THE DATA:
=-=-=-=-=

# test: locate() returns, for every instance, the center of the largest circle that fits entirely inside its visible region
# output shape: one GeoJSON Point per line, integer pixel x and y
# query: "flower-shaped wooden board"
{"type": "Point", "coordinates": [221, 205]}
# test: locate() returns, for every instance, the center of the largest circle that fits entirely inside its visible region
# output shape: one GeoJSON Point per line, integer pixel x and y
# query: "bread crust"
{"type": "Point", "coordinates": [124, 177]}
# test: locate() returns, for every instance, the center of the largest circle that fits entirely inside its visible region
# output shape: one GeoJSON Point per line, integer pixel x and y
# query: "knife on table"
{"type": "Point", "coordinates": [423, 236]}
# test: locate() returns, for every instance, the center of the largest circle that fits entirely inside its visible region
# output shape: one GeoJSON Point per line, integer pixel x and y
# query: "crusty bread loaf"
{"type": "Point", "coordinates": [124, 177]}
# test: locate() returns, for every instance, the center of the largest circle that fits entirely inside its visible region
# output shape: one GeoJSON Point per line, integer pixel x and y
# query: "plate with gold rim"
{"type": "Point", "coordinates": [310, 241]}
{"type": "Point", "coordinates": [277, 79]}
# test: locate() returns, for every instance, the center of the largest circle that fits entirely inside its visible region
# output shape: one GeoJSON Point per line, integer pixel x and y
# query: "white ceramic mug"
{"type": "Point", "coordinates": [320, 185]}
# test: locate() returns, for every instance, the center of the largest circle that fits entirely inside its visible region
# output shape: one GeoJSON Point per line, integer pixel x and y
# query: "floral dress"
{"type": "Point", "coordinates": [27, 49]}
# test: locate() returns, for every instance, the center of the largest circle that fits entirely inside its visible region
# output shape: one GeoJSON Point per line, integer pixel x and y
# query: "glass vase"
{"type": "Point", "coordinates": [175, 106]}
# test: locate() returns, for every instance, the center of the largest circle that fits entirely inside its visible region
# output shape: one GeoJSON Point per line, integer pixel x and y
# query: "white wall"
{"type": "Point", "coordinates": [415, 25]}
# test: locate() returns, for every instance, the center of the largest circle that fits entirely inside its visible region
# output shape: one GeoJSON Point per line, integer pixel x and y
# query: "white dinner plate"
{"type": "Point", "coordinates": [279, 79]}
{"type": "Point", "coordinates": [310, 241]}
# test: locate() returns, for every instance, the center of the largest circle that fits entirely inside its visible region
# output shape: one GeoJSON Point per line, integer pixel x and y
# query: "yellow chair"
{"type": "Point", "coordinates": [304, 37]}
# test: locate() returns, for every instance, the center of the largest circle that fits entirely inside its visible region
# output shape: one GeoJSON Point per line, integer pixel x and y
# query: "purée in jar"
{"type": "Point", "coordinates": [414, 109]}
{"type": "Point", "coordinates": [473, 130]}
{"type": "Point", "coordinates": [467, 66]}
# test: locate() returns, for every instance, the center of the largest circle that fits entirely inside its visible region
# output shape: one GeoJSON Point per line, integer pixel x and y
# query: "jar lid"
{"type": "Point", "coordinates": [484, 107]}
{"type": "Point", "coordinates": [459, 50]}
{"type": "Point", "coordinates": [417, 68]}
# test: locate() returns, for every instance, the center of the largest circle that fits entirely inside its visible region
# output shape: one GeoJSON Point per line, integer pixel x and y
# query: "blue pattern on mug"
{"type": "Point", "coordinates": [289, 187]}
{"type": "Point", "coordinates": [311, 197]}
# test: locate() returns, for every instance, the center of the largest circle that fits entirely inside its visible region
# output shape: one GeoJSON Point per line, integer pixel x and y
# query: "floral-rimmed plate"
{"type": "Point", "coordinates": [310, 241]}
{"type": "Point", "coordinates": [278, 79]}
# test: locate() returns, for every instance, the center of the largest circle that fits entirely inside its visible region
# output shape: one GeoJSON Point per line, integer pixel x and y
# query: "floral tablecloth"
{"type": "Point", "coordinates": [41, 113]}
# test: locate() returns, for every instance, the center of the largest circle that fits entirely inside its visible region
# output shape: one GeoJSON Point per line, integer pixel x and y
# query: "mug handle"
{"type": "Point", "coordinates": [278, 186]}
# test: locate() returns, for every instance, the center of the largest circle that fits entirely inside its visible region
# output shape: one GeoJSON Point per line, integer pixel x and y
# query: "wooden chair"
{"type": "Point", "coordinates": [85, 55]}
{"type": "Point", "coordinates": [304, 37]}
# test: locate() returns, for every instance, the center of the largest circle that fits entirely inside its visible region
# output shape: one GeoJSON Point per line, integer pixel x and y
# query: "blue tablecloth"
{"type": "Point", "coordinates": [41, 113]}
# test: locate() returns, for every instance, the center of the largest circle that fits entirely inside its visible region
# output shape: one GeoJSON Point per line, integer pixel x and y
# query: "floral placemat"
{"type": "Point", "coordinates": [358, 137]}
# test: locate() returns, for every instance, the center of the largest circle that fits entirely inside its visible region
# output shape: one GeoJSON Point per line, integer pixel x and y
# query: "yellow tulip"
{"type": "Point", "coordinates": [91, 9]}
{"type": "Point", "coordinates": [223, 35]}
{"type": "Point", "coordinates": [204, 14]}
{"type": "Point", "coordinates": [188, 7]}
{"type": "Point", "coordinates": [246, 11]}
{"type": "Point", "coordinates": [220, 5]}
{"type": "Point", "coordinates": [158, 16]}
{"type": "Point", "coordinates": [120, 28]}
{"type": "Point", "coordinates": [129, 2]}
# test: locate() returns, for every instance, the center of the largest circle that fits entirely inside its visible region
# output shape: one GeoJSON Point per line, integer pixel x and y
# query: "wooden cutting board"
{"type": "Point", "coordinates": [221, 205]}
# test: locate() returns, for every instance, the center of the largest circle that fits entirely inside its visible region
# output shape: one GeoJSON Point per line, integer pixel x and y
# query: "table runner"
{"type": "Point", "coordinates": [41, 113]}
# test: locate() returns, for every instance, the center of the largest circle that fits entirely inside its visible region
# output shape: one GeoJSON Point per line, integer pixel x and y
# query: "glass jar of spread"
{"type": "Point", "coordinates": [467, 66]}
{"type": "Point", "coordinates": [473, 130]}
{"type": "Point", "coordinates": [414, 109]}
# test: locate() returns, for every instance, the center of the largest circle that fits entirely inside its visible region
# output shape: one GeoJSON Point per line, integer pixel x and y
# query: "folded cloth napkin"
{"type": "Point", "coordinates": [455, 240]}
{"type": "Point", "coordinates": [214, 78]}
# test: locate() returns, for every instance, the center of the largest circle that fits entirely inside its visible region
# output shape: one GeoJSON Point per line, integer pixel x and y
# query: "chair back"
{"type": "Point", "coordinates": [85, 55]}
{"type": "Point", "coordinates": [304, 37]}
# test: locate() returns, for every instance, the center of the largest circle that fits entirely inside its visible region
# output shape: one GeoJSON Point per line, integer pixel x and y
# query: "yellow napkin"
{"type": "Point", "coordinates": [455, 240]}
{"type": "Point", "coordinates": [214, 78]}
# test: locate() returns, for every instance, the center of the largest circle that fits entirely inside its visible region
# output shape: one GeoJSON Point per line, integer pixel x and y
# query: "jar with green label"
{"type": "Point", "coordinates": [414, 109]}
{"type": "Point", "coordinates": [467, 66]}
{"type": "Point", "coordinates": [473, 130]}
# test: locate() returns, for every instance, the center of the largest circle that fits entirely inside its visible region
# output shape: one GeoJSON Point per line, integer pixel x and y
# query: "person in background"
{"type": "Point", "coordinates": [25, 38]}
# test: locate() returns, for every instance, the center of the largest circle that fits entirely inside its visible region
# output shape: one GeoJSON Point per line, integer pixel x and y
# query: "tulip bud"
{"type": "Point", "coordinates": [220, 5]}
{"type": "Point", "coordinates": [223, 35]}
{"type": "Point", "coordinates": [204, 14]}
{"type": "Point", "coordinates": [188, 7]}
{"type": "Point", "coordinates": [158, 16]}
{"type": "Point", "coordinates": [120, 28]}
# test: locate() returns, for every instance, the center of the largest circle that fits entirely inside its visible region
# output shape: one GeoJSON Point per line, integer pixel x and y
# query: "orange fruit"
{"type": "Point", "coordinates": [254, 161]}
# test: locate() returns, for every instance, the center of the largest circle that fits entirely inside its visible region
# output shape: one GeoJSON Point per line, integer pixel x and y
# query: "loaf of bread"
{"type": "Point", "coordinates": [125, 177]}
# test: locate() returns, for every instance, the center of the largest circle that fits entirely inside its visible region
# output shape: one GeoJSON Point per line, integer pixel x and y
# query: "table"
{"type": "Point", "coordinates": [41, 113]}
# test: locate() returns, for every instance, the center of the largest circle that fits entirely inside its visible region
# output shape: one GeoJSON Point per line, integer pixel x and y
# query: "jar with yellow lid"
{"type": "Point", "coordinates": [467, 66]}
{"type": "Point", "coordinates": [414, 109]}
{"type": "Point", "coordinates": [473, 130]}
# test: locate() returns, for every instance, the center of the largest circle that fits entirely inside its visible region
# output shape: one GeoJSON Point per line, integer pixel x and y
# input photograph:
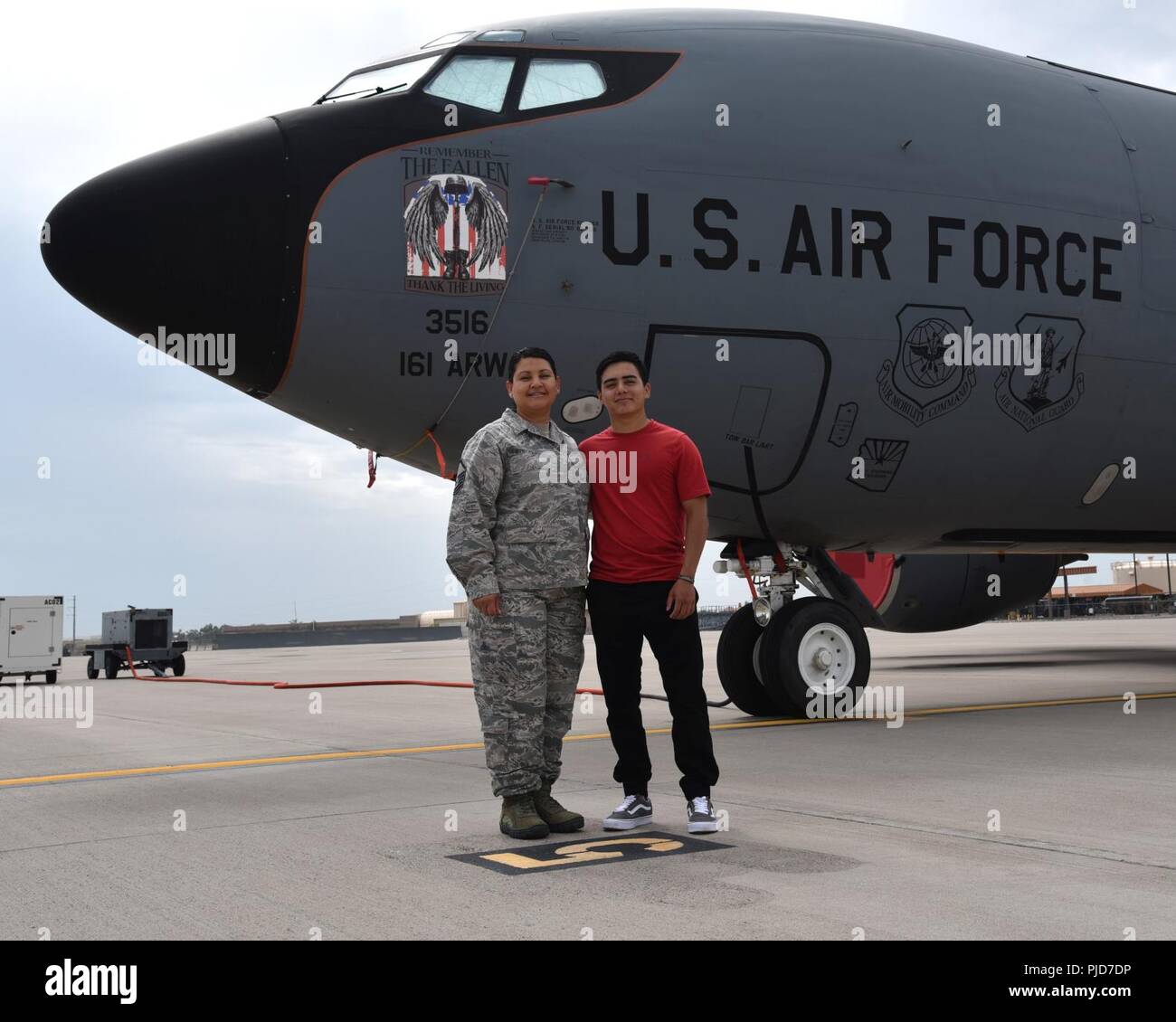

=-=-=-=-=

TASK GOAL:
Select each line of the listing above that contains the string "wooden". Matching is case-sensitive.

SOLUTION TO THIS PROBLEM:
# query: "flower-shaped wooden board"
# query: "wooden chair"
# query: "wooden cutting board"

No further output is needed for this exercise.